Data extracted from a collection
— Start —

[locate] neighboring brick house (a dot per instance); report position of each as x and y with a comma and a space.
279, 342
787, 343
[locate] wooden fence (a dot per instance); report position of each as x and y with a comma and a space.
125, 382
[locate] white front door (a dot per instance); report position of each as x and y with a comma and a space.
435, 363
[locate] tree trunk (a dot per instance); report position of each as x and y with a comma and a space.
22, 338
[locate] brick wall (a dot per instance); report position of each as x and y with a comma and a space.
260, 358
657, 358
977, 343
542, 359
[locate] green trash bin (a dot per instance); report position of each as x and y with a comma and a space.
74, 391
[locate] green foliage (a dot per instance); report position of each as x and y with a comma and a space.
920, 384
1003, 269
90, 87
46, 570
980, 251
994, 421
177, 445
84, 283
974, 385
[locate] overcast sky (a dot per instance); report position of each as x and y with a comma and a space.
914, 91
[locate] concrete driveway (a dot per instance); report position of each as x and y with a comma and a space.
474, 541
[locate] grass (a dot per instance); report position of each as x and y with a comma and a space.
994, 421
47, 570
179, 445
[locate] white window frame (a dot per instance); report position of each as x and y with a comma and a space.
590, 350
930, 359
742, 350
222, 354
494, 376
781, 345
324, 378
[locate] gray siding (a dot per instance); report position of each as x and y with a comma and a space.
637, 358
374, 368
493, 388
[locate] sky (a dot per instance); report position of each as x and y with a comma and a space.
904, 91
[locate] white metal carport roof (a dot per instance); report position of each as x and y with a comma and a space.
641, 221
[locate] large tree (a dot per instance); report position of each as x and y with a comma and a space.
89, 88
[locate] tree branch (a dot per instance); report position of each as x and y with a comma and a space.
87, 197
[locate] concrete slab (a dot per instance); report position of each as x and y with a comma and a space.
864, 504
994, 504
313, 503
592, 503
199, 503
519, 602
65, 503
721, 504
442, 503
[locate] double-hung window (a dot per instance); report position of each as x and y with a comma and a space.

— End —

#### EXERCISE PROMPT
Reproduce every line of the data from the line containing "[locate] large tree" through the end, offsetting each coordinate by adding 13 to it. Leave all other text unchanged.

#### SOLUTION BELOW
[locate] large tree (a dot per instance); report position of each as x and y with a comma and a space.
102, 101
[locate] tree branch (a dot per instance); report position of each as x and y with a comma and a space.
100, 210
[locate] concrete slab (a dot per instance); report position of each as x and y with a comma and a space.
877, 517
1007, 517
326, 516
605, 516
212, 516
532, 615
78, 516
734, 517
455, 516
[locate] double-hung window (a dot per instance); report position of each as x and y with a comma and a space.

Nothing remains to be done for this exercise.